**Document segment:**
========

Bitdefender at least seems to understand the responsibility of holding onto user data. However, that’s not very reassuring, as its promise not to let anyone see logged information will only last until a government subpoena or enterprising hacker comes along. We much prefer the Hide.me VPN’s approach of not saving any data at all (see our Hide.me review for more).
Netflix immediately detected Bitdefender VPN when we started watching a show. The same thing happened on Hulu. On BBC iPlayer, we managed to get around the block, but the streaming speed was so slow that shows were hard to watch.
We were also able to watch shows on Amazon Prime Video and Disney+, but with the 200 MB daily data transfer limit, it isn’t possible for Basic-level users to watch more than 10 minutes of TV.
However, using the Bitdefender Premium VPN level is a perfectly good way to catch up on The Mandalorian or The Marvelous Mrs. Maisel on your business trip to Toronto. If you want a truly excellent streaming performance, though, NordVPN is the way to go (see our NordVPN review).
The free version of Bitdefender VPN only gives you the option to connect to whichever server has the fastest connection. The Premium VPN version includes servers in 26 countries, though it doesn’t specify how many servers are located in each.

========

**Dataset items:**

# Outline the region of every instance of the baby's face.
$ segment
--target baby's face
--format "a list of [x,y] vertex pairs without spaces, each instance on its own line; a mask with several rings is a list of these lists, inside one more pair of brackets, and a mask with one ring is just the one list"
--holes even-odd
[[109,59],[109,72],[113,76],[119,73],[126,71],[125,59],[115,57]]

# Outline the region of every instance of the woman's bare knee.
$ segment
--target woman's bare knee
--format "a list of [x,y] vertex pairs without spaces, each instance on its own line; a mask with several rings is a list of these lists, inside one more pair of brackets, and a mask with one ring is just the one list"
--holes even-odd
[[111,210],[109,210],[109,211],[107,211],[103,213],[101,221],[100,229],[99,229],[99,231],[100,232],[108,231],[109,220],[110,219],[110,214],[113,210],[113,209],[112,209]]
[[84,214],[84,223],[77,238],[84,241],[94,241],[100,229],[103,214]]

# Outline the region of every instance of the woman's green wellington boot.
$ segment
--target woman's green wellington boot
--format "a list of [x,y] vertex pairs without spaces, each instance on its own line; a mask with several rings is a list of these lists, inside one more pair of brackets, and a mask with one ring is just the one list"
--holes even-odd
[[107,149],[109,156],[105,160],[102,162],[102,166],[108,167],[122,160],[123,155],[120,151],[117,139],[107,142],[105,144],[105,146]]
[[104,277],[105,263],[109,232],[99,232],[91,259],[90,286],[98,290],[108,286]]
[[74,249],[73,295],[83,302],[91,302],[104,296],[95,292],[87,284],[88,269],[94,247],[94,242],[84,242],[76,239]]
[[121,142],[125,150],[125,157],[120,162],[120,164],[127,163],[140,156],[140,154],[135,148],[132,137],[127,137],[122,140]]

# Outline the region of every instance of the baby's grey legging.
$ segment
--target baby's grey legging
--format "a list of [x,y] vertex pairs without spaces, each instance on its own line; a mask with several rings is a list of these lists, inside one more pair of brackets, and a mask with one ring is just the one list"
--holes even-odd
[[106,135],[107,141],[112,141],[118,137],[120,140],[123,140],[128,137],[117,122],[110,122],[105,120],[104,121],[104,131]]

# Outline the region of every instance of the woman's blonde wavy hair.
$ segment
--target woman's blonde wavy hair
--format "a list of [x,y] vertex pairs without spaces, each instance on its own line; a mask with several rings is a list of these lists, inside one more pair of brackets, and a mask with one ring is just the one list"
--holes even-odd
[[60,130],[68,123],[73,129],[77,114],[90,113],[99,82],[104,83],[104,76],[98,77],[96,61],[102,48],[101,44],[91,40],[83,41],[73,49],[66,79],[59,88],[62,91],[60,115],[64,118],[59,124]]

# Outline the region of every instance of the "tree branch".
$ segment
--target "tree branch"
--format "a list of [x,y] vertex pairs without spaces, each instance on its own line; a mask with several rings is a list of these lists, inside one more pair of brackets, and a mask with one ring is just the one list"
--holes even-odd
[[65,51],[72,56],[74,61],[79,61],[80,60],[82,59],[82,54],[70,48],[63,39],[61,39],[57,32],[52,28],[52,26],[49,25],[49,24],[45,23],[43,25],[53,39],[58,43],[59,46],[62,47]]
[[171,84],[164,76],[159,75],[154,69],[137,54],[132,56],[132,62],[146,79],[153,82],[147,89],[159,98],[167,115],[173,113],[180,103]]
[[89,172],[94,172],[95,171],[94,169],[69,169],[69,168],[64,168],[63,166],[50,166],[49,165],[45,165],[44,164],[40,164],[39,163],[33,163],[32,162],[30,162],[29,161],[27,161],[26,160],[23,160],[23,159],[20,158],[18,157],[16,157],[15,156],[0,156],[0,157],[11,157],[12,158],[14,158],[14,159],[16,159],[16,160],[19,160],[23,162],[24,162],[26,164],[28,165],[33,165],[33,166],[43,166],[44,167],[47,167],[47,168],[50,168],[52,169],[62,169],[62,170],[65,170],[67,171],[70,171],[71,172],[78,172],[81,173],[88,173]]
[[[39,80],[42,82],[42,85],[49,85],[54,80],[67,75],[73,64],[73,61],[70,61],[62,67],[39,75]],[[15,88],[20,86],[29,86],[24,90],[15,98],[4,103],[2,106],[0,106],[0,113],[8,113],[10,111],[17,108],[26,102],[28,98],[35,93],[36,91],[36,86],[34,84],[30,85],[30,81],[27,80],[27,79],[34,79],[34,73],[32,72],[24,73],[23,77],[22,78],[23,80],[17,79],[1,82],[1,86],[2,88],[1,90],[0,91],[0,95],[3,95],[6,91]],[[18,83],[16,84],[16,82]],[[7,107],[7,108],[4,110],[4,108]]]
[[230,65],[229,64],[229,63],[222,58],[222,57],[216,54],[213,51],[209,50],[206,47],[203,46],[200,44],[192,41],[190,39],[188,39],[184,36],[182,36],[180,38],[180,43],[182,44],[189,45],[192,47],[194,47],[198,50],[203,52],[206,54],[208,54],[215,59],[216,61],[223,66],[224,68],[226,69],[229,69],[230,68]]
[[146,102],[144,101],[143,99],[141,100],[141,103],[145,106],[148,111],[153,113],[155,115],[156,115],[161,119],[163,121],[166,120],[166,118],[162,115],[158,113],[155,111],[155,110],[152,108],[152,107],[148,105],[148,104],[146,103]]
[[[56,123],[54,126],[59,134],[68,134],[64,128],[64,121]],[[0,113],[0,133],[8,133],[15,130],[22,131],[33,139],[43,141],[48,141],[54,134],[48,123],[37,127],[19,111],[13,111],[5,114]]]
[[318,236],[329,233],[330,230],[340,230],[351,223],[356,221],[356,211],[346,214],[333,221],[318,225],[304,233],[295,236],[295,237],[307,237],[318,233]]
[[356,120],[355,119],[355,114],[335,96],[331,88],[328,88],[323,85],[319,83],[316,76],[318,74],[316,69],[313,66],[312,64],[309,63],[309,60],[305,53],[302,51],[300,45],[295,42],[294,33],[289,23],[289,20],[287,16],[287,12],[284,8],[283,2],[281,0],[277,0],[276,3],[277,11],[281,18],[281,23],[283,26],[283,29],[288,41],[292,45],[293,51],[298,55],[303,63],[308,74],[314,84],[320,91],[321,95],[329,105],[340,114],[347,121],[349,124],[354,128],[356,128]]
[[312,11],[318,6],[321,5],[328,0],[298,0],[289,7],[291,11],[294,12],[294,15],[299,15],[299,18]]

========

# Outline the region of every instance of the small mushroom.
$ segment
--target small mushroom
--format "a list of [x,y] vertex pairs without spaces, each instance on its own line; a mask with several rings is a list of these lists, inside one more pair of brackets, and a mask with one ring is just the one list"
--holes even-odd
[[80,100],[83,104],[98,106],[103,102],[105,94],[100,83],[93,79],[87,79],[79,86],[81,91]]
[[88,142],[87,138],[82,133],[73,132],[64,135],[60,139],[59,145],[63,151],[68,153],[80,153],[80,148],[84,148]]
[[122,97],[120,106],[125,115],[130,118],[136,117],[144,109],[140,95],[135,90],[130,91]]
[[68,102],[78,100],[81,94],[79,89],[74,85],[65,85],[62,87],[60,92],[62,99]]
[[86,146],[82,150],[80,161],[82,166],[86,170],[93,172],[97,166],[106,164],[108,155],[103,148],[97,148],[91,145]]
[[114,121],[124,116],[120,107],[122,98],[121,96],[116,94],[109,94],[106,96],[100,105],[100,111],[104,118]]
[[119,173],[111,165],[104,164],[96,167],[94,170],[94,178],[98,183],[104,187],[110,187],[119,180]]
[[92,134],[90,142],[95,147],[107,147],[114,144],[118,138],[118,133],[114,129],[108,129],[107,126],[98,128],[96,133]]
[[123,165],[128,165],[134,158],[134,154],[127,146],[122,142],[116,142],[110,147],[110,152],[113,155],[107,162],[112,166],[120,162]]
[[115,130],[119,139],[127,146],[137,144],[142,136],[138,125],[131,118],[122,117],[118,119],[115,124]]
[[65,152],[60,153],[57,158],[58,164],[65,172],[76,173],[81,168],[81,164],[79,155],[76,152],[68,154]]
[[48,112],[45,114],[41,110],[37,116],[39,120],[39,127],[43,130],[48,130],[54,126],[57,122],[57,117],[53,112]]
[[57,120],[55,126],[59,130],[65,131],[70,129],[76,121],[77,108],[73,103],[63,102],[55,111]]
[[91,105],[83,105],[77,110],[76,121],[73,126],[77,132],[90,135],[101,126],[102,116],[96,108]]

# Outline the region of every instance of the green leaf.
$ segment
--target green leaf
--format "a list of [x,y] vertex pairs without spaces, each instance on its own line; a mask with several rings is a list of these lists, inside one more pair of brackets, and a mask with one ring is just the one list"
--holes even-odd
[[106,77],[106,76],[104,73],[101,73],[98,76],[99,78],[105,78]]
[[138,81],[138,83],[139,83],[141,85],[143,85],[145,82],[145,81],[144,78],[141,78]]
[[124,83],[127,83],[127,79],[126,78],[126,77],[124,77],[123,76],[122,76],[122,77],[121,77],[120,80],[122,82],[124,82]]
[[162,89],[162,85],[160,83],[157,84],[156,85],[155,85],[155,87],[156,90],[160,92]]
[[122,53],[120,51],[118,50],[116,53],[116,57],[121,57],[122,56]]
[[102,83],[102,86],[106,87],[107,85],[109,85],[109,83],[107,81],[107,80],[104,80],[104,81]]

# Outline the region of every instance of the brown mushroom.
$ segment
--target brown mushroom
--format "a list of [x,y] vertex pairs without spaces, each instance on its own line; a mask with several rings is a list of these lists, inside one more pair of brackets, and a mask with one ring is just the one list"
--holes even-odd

========

**Objective:** Write the next part of the Bitdefender VPN review, picking up after its last sentence. The material above has nothing to do with what you are asked to do.

**In response:**
The available countries are heavily focused on Western Europe, though South America and Asia are also reasonably well-represented.
We scoured the internet for more specifics about Bitdefender VPN’s server offerings, but couldn’t find any information. However, we can say that 26 countries is not many. We don’t like VPN Unlimited much, but if you read our VPN Unlimited review, you’ll see that even this VPN has servers in more than twice as many countries.
Bitdefender isn’t mainly a VPN service, so the fact that there aren’t many help options specifically for the VPN is excusable. The troubleshooting help in the knowledgebase is high quality, if a little hard to find, and there are lots of options for getting in touch with a real, knowledgeable support person.
Choosing “support” from the VPN window’s preferences menu opens the Bitdefender support center in a browser window. The first page you’ll see is a basic “how-to” for your version of Bitdefender VPN.
From there, finding the rest of the knowledgebase is not easy. You have to navigate to an unassuming menu and find a small link within it, as shown below.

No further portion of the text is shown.